§ Kutipan:
----

Tak Perlu Naikkan PPN, Mantan Bos Pajak Usul Pemerintah Terapkan ‘CCTV’ Penerimaan Negara


Kebijakan kenaikan tarif Pajak Pertambahan Nilai (PPN) menjadi 12 persen per 1 Januari 2025 mendatang menuai beragam reaksi. Banyak elemen masyarakat menolak diberlakukannya kebijakan tersebut. Bahkan, sempat mencuat petisi penolakan kenaikan tarif PPN yang dinilai akan berdampak pada ekonomi masyarakat, khususnya kelas menengah ke bawah.

Mantan Direktur Jenderal (Dirjen) Pajak Hadi Poernomo, ikut angkat bicara menanggapi kebijakan kenaikan tarif PPN menjadi 12 persen. Hadi menilai, menaikkan PPN bukan menjadi sebuah solusi untuk meningkatkan pendapat negara.

Alih-alih menaikkan tarif PPN, Hadi mengusulkan pemerintah untuk menerapkan ‘CCTV’ penerimaan negara atau Sistem Monitoring Self Assessment sebagai alternatif penerimaan negara. Sistem ini diyakini lebih efektif dalam meningkatkan penerimaan negara.

“PPN tidak wajib dinaikkan. Sumber keuangan untuk pengganti PPN, tentunya kita harus membuat yang namanya Sistem Monitoring Self Assessment yang mampu menguji SPT wajib bayar. Kalau hal ini terwujud, maka akan meningkatkan tax ratio serendah-rendahnya 1 persen, setinggi-tingginya antara 2 persen,” papar Hadi, dalam sebuah siniar yang tayang di platform YouTube, seperti dikutip Selasa (17/12/2024).

“Satu persen tax ratio nilainya itu adalah 1 persen kali 25.000 triliun (rupiah) PDB kita, artinya nilai sama dengan 250 triliun (rupiah). Sedangkan kenaikan PPN 2 persen itu senilai dua kali 80 triliun (rupiah) sama dengan 160 triliun (rupiah). Sehingga masih ada sisa,” lanjut Dirjen Pajak periode 2001-2006 itu.

Dengan terwujudnya Sistem Monitoring Self Assessment, kata Hadi, tak akan menjadi masalah kalau tarif PPN turun 2 persen namun tax ratio akan naik 1 persen. Menurut dia, ini adalah goal ideal yang sudah didambakan sejak 2001 silam.

Apa Itu Sistem Monitoring Self Assessment atau ‘CCTV’ Penerimaan Negara?

Lebih lanjut, Hadi menjelaskan bahwa Self Assessment merupakan sistem perpajakan Indonesia yang memberikan hak kepada wajib pajak untuk menghitung sendiri pajaknya berdasarkan tambahan kemampuan ekonomi mereka.

Namun, sistem pelaporan wajib pajak (SPTWP) belum mampu diuji secara efektif karena belum adanya mekanisme monitoring yang memadai.

----

§ Baris Data:
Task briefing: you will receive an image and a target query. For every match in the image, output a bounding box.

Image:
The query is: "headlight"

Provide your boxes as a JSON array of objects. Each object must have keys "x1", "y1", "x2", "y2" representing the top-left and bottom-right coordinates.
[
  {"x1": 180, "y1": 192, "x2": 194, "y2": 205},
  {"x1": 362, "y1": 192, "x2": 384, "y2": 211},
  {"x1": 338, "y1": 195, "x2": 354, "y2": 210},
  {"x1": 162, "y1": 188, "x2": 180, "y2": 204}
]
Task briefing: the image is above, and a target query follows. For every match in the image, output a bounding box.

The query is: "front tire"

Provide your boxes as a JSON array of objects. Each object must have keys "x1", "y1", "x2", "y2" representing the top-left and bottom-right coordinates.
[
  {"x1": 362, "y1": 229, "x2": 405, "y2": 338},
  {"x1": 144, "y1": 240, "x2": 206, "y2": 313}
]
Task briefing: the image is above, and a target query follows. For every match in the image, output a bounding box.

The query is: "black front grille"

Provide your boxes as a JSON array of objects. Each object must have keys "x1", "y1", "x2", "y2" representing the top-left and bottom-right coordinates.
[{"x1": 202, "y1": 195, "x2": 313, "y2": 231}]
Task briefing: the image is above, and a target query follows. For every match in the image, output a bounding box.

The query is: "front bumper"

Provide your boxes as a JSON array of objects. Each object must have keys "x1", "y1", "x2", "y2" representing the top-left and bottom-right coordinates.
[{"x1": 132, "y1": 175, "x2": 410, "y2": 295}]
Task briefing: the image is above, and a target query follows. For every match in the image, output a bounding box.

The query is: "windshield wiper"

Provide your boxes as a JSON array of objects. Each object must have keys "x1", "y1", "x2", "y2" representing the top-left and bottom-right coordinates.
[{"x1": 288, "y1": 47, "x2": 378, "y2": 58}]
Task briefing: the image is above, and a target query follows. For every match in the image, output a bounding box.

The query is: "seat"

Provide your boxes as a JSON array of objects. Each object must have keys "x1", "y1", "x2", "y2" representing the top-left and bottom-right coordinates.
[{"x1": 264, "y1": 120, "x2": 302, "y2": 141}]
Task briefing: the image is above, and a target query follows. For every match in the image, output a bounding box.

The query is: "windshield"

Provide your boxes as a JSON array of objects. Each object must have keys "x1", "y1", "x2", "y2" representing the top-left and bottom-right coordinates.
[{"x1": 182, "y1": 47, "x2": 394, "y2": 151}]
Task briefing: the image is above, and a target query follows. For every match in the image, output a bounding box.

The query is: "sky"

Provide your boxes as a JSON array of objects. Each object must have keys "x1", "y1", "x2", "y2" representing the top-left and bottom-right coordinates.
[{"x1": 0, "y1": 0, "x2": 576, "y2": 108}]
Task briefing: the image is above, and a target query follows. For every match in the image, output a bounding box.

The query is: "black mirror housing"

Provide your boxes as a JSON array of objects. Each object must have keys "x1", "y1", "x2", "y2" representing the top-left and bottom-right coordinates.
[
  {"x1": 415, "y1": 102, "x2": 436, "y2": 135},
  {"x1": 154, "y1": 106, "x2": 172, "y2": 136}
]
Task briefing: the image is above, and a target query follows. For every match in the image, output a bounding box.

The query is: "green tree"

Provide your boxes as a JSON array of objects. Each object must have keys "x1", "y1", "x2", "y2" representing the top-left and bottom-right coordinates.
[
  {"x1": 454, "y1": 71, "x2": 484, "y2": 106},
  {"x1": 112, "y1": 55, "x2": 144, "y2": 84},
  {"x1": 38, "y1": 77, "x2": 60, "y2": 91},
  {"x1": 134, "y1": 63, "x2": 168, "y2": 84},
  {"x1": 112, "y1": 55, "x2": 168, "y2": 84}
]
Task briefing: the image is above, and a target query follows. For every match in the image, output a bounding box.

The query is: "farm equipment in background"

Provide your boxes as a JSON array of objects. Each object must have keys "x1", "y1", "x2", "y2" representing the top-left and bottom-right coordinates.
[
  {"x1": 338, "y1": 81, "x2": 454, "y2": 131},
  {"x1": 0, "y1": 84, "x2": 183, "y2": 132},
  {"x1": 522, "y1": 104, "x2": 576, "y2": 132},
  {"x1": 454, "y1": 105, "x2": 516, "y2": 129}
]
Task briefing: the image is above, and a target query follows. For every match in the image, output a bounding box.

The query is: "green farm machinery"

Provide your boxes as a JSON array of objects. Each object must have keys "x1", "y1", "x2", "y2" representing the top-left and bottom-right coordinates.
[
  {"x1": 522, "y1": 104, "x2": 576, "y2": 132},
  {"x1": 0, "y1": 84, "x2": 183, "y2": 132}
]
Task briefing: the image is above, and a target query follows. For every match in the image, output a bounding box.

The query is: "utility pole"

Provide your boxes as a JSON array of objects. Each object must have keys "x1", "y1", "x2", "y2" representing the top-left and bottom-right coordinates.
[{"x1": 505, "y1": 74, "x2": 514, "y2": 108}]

----

§ Tugas Dikerjakan:
**A.** Berapa nilai satu persen tax ratio menurut perhitungan Hadi Poernomo dalam artikel tentang kenaikan PPN?
**B.** Berdasarkan artikel tentang kenaikan PPN, jelaskan mengapa Hadi Poernomo menganggap Sistem Monitoring Self Assessment perlu dibuat.
**C.** Lanjutkan artikel tentang kenaikan PPN dari kalimat terakhirnya.

§ Jawaban Tugas:
**A.** Nilainya 250 triliun rupiah, yaitu 1 persen dari PDB sebesar 25.000 triliun rupiah.

**B.** Dalam sistem Self Assessment, wajib pajak berhak menghitung sendiri pajaknya. Akan tetapi, SPT wajib pajak belum bisa diuji secara efektif karena belum ada mekanisme monitoring yang memadai. Sistem monitoring itu dinilai mampu menguji SPT dan menaikkan tax ratio sehingga PPN tidak perlu dinaikkan.

**C.**
“Definisi monitoring sendiri adalah sistem penerimaan negara yang berbasis link and match serta mewajibkan semua kementerian, lembaga, badan, Pemda, asosiasi dan pihak-pihak lain yang terkait wajib membuka dan menyambung sistemnya ke pajak,” tuturnya.

Dengan transparansi tersebut, rasio pajak terhadap PDB atau tax ratio diharapkan dapat meningkat setiap tahun sebesar 1-2 persen.

Bagaimana Lahirnya Konsep Sistem Monitoring Self Assessment?

Sistem Monitoring Self Assessment pertama kali dikonsepkan pada tahun 2000, saat Presiden Abdurrahman Wahid atau Gus Dur menjabat, dengan Menteri Keuangan saat itu Prijadi Praptosuhardjo. S

istem ini dirancang sebagai langkah untuk menguji pelaporan pajak (SPT) dengan mengintegrasikan pengawasan melalui mekanisme monitoring. Sistem Monitoring Self Assessment merupakan konsekuensi dari sistem penerapan.

“Kita harus membuat Sistem Monitoring Self Assessment. Yang ini merupakan konsekuensi penerapan Sistem Self Assessment,” cerita Hadi.

Untuk mendukung pelaksanaannya, dilakukan amandemen terhadap undang-undang yang menghambat implementasi sistem ini, yaitu Undang-Undang Nomor 10 Tahun 1998 tentang Perbankan dan Undang-Undang Nomor 24 Tahun 1999 tentang Lalu Lintas Devisa dan Transaksi Keuangan.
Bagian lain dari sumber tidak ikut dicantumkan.